===== PROVIDED INFORMATION

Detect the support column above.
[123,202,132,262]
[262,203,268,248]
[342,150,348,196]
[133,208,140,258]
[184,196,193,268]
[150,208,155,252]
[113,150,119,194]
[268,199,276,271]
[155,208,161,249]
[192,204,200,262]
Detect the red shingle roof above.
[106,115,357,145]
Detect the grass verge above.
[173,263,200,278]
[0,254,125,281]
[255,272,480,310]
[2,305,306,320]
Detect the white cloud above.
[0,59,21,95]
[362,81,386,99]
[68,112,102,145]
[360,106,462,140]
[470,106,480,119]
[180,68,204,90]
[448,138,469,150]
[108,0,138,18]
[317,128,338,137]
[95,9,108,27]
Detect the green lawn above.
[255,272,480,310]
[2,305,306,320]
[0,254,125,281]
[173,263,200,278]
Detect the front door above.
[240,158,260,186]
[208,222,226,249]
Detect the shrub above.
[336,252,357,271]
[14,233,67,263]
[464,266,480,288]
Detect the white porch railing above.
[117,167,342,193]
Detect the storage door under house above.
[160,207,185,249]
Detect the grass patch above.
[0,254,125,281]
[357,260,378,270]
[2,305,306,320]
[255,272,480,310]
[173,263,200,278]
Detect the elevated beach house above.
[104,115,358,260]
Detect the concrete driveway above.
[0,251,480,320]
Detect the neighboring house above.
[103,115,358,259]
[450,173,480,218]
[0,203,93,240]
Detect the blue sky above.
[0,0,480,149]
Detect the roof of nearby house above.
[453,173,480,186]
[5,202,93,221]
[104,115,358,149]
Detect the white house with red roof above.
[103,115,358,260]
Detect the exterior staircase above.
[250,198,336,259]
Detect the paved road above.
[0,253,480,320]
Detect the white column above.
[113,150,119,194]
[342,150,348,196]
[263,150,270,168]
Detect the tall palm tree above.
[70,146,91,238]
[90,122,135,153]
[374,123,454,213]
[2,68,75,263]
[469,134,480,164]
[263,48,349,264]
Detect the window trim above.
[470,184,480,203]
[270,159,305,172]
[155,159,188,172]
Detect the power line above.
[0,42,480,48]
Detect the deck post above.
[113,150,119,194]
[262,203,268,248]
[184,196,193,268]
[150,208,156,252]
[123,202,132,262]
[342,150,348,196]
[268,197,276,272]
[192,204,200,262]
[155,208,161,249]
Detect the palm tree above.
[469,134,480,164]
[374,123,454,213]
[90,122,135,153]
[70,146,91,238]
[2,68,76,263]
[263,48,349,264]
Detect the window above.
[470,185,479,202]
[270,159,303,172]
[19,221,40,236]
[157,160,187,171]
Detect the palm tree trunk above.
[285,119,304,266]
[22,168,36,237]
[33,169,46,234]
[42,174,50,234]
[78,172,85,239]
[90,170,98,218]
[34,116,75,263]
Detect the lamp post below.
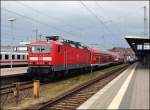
[8,18,16,69]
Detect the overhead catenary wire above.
[80,1,118,46]
[18,2,80,30]
[1,7,77,39]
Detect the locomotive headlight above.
[30,57,38,60]
[48,61,51,64]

==========

WHAT YOU ARE ASKED TO DO: Present everything from the line containing "Detect the palm tree trunk above." down to the end of the records, both ends included, as a numbered list with blank lines omitted. Leave the pictures out of the answer.

EXPECTED ANSWER:
1. Detect the palm tree trunk above.
2. [285,119,304,266]
3. [22,168,36,237]
4. [33,169,46,234]
5. [42,174,50,234]
6. [78,172,85,239]
7. [90,170,98,218]
8. [34,116,75,263]
9. Detect the lamp post below.
10. [8,18,16,69]
11. Detect the overhead catenary wire above.
12. [80,1,118,46]
13. [18,2,80,30]
14. [1,7,77,39]
15. Detect the locomotive headlight above.
16. [30,57,38,60]
17. [48,61,51,64]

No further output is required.